Consigne A: Recopiez sans rien changer un passage de l'extrait sur les femmes au concours de l'ENS. Commencez aux mots « Cet écart peut » et arrêtez-vous après « toutes les ENS. ».
Consigne B: Poursuivez l'extrait sur les femmes au concours de l'ENS à partir de l'endroit où il s'arrête.
═════ Extrait
Mais quelque chose coince toujours. Depuis 2019, à l’ENS-Paris, sur les 25 % de candidates qui se présentent dans la filière sciences au concours CPGE, seulement 20 % de femmes sont reçues. Sans compter la biologie, qui est la matière scientifique dans laquelle les femmes sont les plus nombreuses, on passe à 20 % de candidates pour seulement 13 % de femmes admises. Dans la filière Lettres, même phénomène : 66 % de candidates en 2024 pour 42 % de femmes reçues. « On perd donc des femmes au moment du concours », déplore la directrice du département d’études cognitives.
Cet écart peut s’expliquer, en partie, par les modalités d’entrée à l’ENS. Après l’épreuve écrite, le concours est ensuite composé d’une épreuve orale. C’est là que les biais de genre, encore ancrés chez les membres du jury, s’infiltrent. La preuve : en 2020, alors que les oraux de la filière littéraire avaient été annulés en raison de la crise liée au covid, le nombre d’admissions des femmes avait augmenté. Coïncidence ? (Pour en savoir plus, lire : Sans épreuves orales, davantage de femmes à Normal-Sup en lettres, pas en sciences). « Un même CV ne sera pas évalué de la même façon selon qu’il mentionne un prénom de garçon ou de fille, estime Charlotte Jacquemot. Cette prise de conscience est le point de départ du lancement d’une formation aux biais et stéréotypes de genre pour les jurys des concours d’entrées de toutes les ENS.
══════════
═════ Items fournis
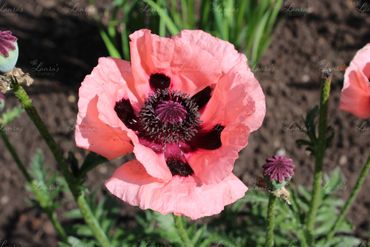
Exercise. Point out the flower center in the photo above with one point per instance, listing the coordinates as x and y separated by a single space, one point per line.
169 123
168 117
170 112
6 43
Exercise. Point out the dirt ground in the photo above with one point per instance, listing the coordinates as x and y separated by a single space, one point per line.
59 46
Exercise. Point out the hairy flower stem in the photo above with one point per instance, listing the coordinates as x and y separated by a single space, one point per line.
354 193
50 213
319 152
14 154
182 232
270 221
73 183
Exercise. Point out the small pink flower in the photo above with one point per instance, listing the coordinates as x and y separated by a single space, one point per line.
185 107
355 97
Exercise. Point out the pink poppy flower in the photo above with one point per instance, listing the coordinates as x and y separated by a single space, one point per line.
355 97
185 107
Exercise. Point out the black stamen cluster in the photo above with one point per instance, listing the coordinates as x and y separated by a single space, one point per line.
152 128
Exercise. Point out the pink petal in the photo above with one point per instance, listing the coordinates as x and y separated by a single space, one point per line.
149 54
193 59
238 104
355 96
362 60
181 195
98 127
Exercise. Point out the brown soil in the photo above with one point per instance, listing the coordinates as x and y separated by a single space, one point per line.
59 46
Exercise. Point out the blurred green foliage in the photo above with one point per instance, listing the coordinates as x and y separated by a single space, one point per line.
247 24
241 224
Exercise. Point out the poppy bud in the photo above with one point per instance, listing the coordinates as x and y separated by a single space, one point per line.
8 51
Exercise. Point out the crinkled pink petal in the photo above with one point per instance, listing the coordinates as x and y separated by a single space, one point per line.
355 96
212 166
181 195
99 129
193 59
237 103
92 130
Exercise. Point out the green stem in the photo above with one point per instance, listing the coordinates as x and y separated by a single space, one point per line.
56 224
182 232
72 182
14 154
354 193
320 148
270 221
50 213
══════════
Réponse A:
Cet écart peut s’expliquer, en partie, par les modalités d’entrée à l’ENS. Après l’épreuve écrite, le concours est ensuite composé d’une épreuve orale. C’est là que les biais de genre, encore ancrés chez les membres du jury, s’infiltrent. La preuve : en 2020, alors que les oraux de la filière littéraire avaient été annulés en raison de la crise liée au covid, le nombre d’admissions des femmes avait augmenté. Coïncidence ? (Pour en savoir plus, lire : Sans épreuves orales, davantage de femmes à Normal-Sup en lettres, pas en sciences). « Un même CV ne sera pas évalué de la même façon selon qu’il mentionne un prénom de garçon ou de fille, estime Charlotte Jacquemot. Cette prise de conscience est le point de départ du lancement d’une formation aux biais et stéréotypes de genre pour les jurys des concours d’entrées de toutes les ENS.

Réponse B:
Une formation aux biais de genre pour les enseignants-chercheurs
Mis en place cette année, le dispositif de formation consiste en des webinaires, qui se divisent en deux volets, l’un adressé aux jurys de concours de Lettres et l’autre aux jurys de concours Sciences, dispensé par Charlotte Jacquemot, assistée respectivement par Valérie Theis, directrice adjointe lettres de l’ENS et Virginie Bonnaillie-Noël, directrice adjointe sciences de l’ENS. Au cours de ces webinaires, elles reviennent sur les différents stéréotypes de genre qui collent à la peau des candidates mais également les biais de genre ancrés chez les enseignants et membres du jury. Sur les 500 enseignants-chercheurs concernés, 200 ont déjà suivi la formation. « Nous n’avons pas encore de résultats, il faudra regarder les chiffres des recrutements 2025. Il n’est d’ailleurs pas certain que les effets soient visibles dès la première année. Ce genre d’action doit être poursuivi sur la durée », précise-t-elle.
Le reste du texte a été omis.